Visitez le ‘Musée des relations brisées’ avec l’auteure Gaëlle Josse
Rencontre avec Gaëlle Josse, l’auteure du Dernier gardien d’Ellis island, qui cette fois, nous emmène de Nice à Zagreb. Par Nicky Depasse.
Ouvrir le nouveau roman de Gaëlle Josse, c’est pénétrer de manière délicate dans une bulle. On y entreprend un voyage en compagnie de son personnage principal dans un monde qui éclaire, illumine. Rencontre avec l’auteure.
Rencontre avec Gaëlle Josse
Comment est né ce personnage de danseuse dont le corps nous raconte son histoire ?
Gaëlle Josse : « Un personnage de roman est toujours un mélange de choses personnelles, vécues et d’imaginaire. Agnès porte beaucoup de choses sur elle : il y a des personnes dans sa vie puisqu’elle fait danser des gens valides et des invalides, et puis il y a un absent qui pèse beaucoup plus lourd que les vivants. C’est une femme qui donne beaucoup d’elle-même, avec énergie et générosité, mais qui un jour s’aperçoit que porter tout cela est trop difficile. Elle n’y arrive plus. Elle a besoin de se retrouver elle-même, prendre de la distance par rapport à l’histoire d’amour qu’elle a vécue et cette personne qu’elle a perdue. Elle va entreprendre un voyage en bus, très lent, un peu initiatique pour retrouver son élan vers la vie. »

EXERCICES PROPOSÉS:
[1] D'après l'entretien avec Gaëlle Josse, par quel moyen de transport Agnès entreprend-elle son voyage ?
[2] Traduisez en anglais cette phrase de l'entretien avec Gaëlle Josse : « C’est une femme qui donne beaucoup d’elle-même, avec énergie et générosité, mais qui un jour s’aperçoit que porter tout cela est trop difficile. »
[3] Résumez l'entretien avec Gaëlle Josse en deux phrases.

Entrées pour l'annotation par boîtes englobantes
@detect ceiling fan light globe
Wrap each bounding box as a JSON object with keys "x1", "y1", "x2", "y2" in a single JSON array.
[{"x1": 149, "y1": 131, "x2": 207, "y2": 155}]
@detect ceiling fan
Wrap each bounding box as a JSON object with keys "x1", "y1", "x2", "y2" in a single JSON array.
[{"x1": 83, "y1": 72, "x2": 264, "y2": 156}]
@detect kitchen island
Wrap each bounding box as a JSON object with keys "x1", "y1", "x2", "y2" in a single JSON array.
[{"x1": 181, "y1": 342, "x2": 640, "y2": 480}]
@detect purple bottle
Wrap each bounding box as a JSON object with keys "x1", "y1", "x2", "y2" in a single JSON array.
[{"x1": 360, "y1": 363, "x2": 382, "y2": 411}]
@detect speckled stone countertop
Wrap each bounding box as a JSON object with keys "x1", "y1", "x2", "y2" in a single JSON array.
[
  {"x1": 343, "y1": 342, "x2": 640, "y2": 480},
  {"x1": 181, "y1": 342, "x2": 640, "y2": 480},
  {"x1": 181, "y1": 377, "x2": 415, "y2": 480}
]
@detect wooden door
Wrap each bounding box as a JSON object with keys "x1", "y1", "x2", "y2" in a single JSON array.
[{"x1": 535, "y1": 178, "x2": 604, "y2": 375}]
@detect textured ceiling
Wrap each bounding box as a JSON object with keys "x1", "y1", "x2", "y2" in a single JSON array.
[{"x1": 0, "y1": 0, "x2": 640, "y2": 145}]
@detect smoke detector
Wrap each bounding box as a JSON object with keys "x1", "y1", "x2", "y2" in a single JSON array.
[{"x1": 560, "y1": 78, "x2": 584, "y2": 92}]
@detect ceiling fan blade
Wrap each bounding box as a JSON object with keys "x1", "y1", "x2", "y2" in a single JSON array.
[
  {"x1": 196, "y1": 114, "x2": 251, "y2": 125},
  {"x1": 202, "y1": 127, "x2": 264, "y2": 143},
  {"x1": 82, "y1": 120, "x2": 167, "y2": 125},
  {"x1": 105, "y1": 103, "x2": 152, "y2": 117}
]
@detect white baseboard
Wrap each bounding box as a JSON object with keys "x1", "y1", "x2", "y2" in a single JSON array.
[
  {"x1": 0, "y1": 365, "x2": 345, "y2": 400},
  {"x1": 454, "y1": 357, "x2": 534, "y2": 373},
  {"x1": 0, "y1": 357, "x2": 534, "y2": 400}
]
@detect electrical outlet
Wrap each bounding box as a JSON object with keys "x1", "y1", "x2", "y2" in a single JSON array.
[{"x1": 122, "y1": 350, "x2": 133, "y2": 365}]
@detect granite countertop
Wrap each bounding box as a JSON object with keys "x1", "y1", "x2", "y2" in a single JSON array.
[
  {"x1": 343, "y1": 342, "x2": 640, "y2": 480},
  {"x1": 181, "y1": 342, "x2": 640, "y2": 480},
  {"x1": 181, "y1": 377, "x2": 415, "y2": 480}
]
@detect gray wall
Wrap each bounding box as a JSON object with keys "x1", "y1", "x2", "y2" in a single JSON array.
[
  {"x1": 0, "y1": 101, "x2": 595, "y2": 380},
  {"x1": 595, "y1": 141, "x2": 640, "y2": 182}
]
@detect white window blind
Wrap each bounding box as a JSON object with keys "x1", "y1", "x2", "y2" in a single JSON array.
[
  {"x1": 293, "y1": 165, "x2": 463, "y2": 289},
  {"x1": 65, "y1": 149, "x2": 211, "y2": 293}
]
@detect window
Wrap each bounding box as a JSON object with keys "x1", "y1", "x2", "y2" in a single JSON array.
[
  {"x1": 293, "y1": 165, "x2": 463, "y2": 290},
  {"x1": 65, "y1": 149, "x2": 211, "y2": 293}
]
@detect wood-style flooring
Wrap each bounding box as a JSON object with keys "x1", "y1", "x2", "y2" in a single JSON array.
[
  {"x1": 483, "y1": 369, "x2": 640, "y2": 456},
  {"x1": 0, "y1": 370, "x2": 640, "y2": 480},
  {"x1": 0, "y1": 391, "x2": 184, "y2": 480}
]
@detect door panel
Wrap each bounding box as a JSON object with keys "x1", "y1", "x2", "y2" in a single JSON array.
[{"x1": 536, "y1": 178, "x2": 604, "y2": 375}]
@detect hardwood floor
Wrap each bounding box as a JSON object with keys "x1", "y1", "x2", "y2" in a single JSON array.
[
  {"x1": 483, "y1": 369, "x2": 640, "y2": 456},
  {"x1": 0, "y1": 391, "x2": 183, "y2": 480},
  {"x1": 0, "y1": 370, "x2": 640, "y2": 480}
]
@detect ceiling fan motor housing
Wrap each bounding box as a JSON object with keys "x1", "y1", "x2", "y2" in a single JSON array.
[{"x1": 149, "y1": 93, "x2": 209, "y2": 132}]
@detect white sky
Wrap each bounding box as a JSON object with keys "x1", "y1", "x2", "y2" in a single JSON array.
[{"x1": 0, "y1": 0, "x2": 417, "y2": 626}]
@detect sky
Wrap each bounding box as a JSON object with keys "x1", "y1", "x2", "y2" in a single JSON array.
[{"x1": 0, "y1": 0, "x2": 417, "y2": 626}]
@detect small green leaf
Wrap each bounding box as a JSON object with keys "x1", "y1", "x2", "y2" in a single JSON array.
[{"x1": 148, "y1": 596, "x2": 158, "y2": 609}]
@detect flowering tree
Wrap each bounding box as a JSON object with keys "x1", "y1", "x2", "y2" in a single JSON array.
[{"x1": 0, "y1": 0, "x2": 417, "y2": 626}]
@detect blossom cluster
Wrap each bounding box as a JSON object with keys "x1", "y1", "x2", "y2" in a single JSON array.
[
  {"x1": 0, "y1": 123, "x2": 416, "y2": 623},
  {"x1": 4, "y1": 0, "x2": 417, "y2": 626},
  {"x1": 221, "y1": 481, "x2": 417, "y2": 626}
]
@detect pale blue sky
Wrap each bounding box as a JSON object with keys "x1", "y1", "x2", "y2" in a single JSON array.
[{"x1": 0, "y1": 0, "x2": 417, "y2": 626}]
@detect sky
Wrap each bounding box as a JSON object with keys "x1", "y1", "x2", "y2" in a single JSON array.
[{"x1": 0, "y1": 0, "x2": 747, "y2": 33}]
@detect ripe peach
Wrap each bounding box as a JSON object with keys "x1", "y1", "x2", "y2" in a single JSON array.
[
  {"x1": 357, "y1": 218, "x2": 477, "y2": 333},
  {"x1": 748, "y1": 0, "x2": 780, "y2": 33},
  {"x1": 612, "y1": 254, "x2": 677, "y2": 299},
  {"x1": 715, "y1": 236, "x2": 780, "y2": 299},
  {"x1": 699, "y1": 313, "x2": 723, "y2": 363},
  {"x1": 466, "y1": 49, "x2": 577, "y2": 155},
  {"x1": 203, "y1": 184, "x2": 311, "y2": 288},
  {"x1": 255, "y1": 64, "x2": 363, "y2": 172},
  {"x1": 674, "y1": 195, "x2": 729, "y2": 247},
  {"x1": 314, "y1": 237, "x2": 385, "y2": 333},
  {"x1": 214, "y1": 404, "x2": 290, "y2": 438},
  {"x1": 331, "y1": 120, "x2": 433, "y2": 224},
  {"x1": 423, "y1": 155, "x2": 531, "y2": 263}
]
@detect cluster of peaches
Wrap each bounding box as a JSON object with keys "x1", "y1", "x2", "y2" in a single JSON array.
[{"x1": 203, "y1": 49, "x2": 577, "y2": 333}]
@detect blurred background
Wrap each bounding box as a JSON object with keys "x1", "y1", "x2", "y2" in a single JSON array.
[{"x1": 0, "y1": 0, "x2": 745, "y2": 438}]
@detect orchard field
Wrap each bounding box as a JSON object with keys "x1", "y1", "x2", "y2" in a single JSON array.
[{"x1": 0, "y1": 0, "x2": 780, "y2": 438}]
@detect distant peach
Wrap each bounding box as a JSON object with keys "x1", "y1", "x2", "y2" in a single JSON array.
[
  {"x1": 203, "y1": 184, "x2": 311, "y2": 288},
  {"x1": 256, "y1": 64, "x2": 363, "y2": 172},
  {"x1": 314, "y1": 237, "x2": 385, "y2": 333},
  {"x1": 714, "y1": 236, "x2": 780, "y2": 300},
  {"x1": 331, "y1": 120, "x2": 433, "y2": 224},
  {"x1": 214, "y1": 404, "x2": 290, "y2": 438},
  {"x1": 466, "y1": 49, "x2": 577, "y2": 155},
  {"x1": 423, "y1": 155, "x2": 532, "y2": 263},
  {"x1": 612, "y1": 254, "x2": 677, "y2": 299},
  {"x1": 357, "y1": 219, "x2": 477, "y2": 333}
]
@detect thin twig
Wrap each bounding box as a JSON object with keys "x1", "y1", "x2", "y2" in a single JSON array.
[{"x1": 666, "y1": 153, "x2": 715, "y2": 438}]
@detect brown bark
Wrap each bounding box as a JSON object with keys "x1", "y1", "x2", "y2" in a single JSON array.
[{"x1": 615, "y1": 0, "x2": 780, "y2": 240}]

CORRIGÉ DES EXERCICES:
[1] En bus.

[2] She is a woman who gives a great deal of herself, with energy and generosity, but who one day realizes that carrying all of this is too hard.

[3] Gaëlle Josse explique qu'un personnage de roman mêle des choses personnelles, vécues, et de l'imaginaire. Son héroïne Agnès, une danseuse qui fait danser des personnes valides et invalides et porte le poids d'une personne perdue, entreprend un lent voyage en bus pour retrouver son élan vers la vie.